Selected excerpt:

▼

# Ctrlr



## Kiteflyer (Sep 19, 2017)

Hi,

Just wondered if anyone out there is using 'Ctrlr' http://ctrlr.org/ for anything? I think it's mainly used for controlling external synths via 'sys ex' (of which there are quite a number of available panels on the site, to download) but looking at the range of parameter options in the edit window it can be used for just about anything 'midi' related.

I currently run my DAW on a Windows platform working only with VI's in Kontakt. I use a multi screen setup, one of which is a Acer touchscreen. From this I have been running a similar program to 'Ctrlr' called 'Surface Editor' http://www.surface-editor.net/ which although not as sophistcated, has handled my needs in the past. Sadly, it has not been supported for some time now and to be honest has many limitations that frustrate me using it anymore.

So, 'Ctrlr' seems a good choice to move to, but, and theres always a 'BUT', I can't seem to get any reply from the site, either from the author of the software or from even being able to join the forum and ask some questions. The documention is poor and there seems to be a fair bit of script programming needed to customise it to the way you might want it to work.

▲

Answer these from the Ctrlr forum post above:
(a) What does the poster think Ctrlr is mainly used for?
(b) What brand of touchscreen is part of the poster's multi-screen setup?
(c) What similar program has the poster been running until now?

Items:
▼

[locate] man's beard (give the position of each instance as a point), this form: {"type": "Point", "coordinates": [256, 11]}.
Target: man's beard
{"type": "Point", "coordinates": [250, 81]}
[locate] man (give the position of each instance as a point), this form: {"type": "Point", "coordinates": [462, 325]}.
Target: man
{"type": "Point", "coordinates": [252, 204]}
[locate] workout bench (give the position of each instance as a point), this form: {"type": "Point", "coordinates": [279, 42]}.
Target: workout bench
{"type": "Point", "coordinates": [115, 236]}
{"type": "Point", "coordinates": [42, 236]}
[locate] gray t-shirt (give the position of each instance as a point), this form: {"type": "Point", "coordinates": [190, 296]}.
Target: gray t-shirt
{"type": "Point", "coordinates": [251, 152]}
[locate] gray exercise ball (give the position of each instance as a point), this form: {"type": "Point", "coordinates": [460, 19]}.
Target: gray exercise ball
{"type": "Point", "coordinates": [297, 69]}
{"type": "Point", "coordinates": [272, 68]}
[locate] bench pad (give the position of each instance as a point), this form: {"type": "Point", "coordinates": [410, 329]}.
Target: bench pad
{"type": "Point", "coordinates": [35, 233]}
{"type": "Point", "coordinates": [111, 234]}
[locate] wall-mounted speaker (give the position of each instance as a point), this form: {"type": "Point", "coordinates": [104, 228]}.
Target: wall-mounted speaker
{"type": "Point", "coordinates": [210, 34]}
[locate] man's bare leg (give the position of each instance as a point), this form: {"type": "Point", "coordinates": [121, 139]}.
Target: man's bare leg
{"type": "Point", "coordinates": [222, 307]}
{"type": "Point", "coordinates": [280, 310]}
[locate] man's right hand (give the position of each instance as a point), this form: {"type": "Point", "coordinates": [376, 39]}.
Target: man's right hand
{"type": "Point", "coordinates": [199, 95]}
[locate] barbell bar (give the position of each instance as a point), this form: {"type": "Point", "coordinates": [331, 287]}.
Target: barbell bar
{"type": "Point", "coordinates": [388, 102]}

▲

Exercise result:
(a) Controlling external synths via sys ex
(b) Acer
(c) Surface Editor